● **Some entries**:
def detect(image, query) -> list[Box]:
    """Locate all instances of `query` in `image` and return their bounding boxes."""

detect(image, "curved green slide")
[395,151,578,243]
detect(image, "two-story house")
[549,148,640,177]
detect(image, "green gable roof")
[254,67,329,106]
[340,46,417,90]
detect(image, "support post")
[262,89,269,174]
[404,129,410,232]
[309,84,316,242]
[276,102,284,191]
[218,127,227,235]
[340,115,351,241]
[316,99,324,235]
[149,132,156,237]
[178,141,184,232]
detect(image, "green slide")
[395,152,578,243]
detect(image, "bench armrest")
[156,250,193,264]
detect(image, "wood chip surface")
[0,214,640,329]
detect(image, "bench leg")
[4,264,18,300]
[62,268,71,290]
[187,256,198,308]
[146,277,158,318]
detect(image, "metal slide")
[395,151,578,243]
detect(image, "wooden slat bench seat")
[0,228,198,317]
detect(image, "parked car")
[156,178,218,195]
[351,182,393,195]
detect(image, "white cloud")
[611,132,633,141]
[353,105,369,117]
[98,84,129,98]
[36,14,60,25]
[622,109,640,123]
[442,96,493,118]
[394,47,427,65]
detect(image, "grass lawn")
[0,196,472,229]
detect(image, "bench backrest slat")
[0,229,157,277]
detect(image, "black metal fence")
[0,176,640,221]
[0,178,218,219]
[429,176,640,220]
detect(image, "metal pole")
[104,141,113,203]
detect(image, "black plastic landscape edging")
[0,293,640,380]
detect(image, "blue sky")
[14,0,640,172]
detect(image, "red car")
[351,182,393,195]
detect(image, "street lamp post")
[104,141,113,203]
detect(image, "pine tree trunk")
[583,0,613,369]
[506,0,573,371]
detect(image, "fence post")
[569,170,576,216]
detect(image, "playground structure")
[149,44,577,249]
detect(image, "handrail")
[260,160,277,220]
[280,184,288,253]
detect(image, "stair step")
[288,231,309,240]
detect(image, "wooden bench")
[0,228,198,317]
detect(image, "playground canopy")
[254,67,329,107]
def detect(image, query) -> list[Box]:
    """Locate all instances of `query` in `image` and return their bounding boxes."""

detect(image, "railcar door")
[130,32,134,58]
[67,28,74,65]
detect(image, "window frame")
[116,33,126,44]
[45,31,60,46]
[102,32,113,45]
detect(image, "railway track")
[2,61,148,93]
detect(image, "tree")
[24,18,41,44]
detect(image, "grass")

● **Exercise**: Express the entries as a JSON list of strings, starting at the first line and ending at the line containing "[340,46,417,90]", with one string per line and blank lines omitted.

● **Response to this exercise**:
[
  "def detect(image, query) -> list[Box]:",
  "    \"\"\"Locate all instances of `query` in `image` and return their bounding boxes.\"\"\"",
  "detect(image, \"curved green slide\")",
  "[395,151,578,243]",
  "detect(image, \"two-story house\")",
  "[549,148,640,177]",
  "detect(image, \"green gable roof\")",
  "[254,67,329,106]",
  "[340,46,417,90]"
]